Instructions to follow: Starting at the line containing "Where can you find the short" and running through the end of the records, give those lines again with "shirt collar" renamed to "jacket collar" and everything else left the same.

Records supplied:
● ● ● ●
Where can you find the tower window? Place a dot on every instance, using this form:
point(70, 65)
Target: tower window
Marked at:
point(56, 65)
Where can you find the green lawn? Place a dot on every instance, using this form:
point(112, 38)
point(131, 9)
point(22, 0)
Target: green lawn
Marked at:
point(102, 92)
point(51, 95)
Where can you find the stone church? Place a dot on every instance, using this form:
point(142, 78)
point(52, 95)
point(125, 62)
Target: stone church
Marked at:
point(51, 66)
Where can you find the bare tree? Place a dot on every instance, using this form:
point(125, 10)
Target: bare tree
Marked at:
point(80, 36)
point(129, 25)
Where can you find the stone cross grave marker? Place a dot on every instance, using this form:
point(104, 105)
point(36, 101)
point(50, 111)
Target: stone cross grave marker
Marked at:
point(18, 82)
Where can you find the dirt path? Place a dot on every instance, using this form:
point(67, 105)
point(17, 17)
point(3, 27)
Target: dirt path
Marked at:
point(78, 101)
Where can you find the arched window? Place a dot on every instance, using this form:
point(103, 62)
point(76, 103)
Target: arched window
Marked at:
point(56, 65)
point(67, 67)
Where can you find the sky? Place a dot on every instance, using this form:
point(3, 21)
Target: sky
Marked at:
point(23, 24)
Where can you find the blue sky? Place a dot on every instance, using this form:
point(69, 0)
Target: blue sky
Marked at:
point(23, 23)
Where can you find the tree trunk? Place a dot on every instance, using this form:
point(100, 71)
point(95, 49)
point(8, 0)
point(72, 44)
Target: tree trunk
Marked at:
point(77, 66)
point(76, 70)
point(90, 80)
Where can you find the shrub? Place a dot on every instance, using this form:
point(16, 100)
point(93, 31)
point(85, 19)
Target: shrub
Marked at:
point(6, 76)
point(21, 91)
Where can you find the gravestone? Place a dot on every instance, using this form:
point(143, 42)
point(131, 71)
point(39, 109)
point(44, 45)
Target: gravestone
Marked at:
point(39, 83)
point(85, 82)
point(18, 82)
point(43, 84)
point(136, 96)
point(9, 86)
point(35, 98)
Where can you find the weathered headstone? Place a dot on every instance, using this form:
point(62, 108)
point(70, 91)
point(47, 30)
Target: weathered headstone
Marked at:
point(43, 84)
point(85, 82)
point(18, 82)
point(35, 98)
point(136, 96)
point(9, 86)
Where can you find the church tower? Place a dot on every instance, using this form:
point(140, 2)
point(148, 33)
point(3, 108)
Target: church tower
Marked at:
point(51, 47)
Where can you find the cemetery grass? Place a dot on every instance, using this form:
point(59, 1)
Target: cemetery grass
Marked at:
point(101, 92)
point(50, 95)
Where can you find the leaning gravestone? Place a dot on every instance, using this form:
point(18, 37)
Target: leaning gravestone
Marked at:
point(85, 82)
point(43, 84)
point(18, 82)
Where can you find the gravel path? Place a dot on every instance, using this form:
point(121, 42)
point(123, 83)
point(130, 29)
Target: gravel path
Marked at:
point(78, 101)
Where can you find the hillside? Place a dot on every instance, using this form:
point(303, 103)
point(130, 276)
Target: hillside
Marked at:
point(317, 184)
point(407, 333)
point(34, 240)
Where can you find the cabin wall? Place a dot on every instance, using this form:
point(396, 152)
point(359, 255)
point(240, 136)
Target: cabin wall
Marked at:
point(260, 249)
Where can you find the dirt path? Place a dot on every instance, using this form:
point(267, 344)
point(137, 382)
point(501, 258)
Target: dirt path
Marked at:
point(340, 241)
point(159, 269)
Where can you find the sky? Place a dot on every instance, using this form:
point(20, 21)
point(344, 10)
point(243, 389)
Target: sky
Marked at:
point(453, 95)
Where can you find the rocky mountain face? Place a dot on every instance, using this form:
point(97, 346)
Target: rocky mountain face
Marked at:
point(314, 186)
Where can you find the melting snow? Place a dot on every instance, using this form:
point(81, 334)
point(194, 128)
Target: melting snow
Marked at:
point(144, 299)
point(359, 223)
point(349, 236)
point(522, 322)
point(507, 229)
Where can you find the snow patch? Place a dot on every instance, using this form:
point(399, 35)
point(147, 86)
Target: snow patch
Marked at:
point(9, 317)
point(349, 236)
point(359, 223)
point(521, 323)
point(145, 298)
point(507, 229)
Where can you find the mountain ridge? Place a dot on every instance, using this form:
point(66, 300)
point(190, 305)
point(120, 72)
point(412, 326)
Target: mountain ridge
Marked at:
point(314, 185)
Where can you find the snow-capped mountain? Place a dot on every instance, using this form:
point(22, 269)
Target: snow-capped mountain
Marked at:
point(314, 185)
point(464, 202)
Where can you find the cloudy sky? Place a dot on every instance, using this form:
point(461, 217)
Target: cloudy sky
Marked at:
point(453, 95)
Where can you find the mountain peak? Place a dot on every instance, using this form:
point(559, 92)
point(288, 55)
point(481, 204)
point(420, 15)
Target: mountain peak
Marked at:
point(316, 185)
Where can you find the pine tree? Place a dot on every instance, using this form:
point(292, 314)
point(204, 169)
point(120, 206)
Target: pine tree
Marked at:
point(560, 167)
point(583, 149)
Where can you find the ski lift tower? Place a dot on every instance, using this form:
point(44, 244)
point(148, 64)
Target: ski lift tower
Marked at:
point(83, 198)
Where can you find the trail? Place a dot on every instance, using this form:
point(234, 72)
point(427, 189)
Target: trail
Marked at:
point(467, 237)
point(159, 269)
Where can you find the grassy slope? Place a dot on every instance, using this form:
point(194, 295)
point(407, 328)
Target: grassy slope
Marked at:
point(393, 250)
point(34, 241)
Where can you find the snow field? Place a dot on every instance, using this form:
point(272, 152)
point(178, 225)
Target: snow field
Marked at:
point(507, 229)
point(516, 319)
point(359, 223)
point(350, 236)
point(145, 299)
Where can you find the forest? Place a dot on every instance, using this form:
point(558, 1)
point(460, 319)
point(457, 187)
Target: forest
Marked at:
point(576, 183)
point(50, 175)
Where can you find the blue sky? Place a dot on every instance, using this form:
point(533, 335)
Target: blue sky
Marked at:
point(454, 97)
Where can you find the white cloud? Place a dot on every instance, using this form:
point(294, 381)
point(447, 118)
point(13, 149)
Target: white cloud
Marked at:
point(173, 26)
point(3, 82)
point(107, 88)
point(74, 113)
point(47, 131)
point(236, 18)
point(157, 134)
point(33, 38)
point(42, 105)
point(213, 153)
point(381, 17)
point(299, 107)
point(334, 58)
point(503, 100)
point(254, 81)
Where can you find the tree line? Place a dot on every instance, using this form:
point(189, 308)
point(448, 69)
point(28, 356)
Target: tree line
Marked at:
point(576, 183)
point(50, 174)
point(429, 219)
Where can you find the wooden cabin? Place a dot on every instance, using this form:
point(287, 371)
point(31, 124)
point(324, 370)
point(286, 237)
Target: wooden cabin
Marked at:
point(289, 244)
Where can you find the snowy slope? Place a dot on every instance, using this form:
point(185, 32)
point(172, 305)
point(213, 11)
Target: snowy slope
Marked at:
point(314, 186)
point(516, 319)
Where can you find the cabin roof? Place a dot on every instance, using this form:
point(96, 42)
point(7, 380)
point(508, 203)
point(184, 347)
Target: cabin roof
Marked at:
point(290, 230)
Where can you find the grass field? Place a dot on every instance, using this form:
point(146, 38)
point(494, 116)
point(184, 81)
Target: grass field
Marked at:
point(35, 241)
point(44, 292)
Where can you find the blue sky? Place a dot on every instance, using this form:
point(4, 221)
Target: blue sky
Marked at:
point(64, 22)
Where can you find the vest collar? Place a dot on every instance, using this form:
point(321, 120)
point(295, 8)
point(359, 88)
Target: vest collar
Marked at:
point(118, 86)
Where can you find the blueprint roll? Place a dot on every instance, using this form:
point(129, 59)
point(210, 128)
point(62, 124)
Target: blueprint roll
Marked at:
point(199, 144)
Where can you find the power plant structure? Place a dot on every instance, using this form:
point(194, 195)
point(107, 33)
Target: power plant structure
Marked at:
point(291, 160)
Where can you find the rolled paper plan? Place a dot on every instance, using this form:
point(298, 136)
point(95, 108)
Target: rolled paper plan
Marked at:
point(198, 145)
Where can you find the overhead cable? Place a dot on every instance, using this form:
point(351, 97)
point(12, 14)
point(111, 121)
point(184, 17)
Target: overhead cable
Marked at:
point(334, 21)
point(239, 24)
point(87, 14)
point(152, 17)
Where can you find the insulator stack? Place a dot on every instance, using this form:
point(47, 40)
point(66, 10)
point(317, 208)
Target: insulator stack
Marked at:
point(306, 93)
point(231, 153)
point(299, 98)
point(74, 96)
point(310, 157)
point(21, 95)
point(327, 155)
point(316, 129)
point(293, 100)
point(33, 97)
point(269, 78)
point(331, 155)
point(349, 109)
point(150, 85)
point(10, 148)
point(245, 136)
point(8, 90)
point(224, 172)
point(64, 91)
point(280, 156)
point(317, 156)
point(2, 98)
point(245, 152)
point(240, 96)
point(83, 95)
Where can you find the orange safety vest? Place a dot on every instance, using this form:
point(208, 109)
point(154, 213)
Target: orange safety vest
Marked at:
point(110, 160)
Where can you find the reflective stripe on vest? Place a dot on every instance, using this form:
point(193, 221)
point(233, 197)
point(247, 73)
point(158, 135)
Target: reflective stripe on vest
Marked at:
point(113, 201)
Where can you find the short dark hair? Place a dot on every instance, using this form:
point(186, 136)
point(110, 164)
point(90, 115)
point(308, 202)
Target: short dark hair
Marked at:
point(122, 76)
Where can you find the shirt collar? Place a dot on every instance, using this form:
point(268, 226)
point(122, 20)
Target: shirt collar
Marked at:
● ● ● ●
Result of this task:
Where can you find the short dark hair? Place a dot on every instance, using this form:
point(186, 136)
point(110, 164)
point(90, 115)
point(308, 202)
Target: short dark hair
Marked at:
point(122, 76)
Where can you find the jacket collar? Place a dot on every instance, using this form:
point(268, 226)
point(122, 20)
Target: jacket collar
Marked at:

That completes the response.